YOUR OBJECTIVE
What follows is a set of records; repeat all of them exactly.

TASK MATERIAL

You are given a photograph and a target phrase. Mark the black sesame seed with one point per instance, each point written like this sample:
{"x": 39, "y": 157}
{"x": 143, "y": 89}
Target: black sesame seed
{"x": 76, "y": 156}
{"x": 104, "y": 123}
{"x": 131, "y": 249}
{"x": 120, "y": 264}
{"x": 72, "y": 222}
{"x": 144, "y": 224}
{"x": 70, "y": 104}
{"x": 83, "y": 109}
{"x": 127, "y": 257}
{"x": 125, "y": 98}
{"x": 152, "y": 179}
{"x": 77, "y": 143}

YOUR SOLUTION
You are given a photograph and a target phrase. Mark the black sesame seed with one point per instance, each point written like this sample:
{"x": 39, "y": 157}
{"x": 143, "y": 89}
Target: black sesame seed
{"x": 76, "y": 156}
{"x": 104, "y": 123}
{"x": 131, "y": 249}
{"x": 120, "y": 264}
{"x": 72, "y": 222}
{"x": 144, "y": 224}
{"x": 70, "y": 104}
{"x": 83, "y": 109}
{"x": 127, "y": 257}
{"x": 125, "y": 98}
{"x": 152, "y": 179}
{"x": 77, "y": 143}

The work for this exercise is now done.